-- START OF Selection --
Imakarum Mirabilis said:


> The issue beforehand was him plotting to kill the Asgardians by destroying Yggdrasil. Holy crap, you have never read that arc
> 
> Like really, Seth was being a villain and monologuing about how he was gonna destroy the Asgardians. It's obvious CIS



Again. Enchantress did more damage to the tree and isn't considered anything multiversal. Seth got defeated by Odin doesn't make him multiversal. Seth isn't multiversal.


----------



## Crimson King (Oct 21, 2018)




----------



## Blakk Jakk (Oct 21, 2018)

Agent9149 said:


> Again. Enchantress did more damage to the tree and isn't considered anything multiversal. Seth got defeated by Odin doesn't make him multiversal. Seth isn't multiversal.


Seth knocked Odin on his ass and Odin was forced to use all his power to beat him. Seth was also threatening to destroy the whole thing (literally his entire plan revolved around him destroying the tree) and he only lost because he was doing the classic villain monologue and left himself wide open.
-- END OF Selection --
Tasks:
1) Answer these questions about the forum thread on Seth:
(a) In the quoted post at the top, whom was Seth plotting to kill by destroying Yggdrasil?
(b) According to Agent9149, which character did more damage to the tree without being considered multiversal?
(c) According to Blakk Jakk, why did Seth lose?
2) Continue the forum thread about Seth from its final post.
-- START OF Provided material --
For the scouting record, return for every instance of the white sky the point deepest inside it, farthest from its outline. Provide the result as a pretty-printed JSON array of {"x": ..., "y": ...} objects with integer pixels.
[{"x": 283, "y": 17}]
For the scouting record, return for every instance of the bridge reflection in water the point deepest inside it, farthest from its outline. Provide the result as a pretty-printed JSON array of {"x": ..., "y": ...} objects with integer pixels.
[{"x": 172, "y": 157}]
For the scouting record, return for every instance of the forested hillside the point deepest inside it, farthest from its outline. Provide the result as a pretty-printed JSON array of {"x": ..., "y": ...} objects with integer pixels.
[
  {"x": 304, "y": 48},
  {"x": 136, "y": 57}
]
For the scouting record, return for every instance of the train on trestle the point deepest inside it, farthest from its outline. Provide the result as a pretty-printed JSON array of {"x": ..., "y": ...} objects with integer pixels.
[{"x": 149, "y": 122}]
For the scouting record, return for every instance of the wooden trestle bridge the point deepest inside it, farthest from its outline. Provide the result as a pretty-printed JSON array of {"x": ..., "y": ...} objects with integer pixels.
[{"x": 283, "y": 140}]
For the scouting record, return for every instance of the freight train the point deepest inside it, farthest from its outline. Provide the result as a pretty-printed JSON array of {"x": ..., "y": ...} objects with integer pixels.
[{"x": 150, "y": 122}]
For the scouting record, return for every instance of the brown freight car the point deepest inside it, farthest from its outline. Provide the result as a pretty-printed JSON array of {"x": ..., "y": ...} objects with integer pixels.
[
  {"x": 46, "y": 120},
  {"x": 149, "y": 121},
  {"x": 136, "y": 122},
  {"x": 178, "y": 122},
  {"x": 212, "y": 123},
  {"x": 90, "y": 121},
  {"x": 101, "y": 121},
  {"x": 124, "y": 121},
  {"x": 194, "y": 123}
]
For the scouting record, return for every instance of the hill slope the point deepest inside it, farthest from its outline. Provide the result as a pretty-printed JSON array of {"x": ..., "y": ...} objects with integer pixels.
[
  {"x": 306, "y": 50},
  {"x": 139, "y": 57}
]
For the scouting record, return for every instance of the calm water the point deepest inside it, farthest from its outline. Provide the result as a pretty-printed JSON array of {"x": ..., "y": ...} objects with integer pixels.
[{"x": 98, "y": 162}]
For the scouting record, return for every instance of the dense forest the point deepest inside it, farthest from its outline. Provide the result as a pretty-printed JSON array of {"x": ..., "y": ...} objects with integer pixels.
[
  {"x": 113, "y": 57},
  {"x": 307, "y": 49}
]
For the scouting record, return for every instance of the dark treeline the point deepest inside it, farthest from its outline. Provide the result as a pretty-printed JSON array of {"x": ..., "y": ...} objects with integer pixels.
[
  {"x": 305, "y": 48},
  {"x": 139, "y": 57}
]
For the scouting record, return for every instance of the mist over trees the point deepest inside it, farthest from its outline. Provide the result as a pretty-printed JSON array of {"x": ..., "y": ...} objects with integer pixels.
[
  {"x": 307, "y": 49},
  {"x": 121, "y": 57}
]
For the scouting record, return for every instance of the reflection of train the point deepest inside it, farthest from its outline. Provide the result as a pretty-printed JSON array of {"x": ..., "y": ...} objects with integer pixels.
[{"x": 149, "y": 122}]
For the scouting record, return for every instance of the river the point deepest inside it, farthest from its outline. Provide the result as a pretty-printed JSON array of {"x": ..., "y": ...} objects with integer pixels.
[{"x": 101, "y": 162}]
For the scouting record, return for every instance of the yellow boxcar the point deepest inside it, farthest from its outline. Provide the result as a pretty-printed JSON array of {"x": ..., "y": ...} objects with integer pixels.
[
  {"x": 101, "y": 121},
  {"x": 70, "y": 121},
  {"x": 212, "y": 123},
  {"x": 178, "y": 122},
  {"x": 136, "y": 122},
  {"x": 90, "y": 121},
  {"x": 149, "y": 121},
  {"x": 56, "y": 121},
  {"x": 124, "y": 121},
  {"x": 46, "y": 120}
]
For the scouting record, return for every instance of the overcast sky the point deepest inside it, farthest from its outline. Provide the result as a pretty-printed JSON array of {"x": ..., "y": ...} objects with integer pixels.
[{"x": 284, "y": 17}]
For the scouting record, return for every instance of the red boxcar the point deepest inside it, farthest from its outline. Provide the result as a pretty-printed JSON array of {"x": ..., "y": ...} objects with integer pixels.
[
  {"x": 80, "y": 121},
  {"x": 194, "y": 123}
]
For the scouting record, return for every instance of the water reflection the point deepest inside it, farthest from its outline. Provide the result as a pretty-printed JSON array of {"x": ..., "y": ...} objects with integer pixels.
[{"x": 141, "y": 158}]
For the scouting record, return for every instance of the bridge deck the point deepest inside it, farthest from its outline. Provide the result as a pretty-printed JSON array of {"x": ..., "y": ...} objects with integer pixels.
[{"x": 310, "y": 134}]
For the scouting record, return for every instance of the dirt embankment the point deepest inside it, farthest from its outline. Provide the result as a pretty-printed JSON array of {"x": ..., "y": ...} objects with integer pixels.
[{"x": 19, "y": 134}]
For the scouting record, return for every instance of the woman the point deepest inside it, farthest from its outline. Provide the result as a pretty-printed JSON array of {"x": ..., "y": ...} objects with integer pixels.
-- END OF Provided material --
Responses:
1)
(a) The Asgardians.
(b) Enchantress.
(c) He was doing the classic villain monologue and left himself wide open.

2)
You are stonewalling at this point and you need to be removed from this thread. Actually, this thread just needs to be closed altogether.


----------



## Agent9149 (Oct 21, 2018)

Imakarum Mirabilis said:


> Seth knocked Odin on his ass and Odin was forced to use all his power to beat him. Seth was also threatening to destroy the whole thing (literally his entire plan revolved around him destroying the tree) and he only lost because he was doing the classic villain monologue and left himself wide open.
> 
> You are stonewalling at this point and you need to be removed from this thread. Actually, this thread just needs to be closed altogether.



Again, if Seth was Multiversal he would be around the powerlevel of RKT who is way above Odin. Yet he got beat by Odin, and Thor, and other weaker characters throughout Canon.

I'm done going over this again and again. Seth still aint Multiversal and wishful thinking won't make him.


----------



## Blakk Jakk (Oct 21, 2018)

Agent9149 said:


> Again, if Seth was Multiversal he would be around the powerlevel of RKT who is way above Odin. Yet he got beat by Odin, and Thor, and other weaker characters throughout Canon.


RKT has better fucking feats than multiversal. RKT one-shot the World Tree, defeated Those Who Sit Above in Shadow (who may or may not be Beyonders or they're Elder Gods, either way it's impressive as fuck) and he may or may not have merged with the universe and became Eternity. Seth by comparison was taking time to destroy the World Tree while RKT casually destroyed it. Big difference there.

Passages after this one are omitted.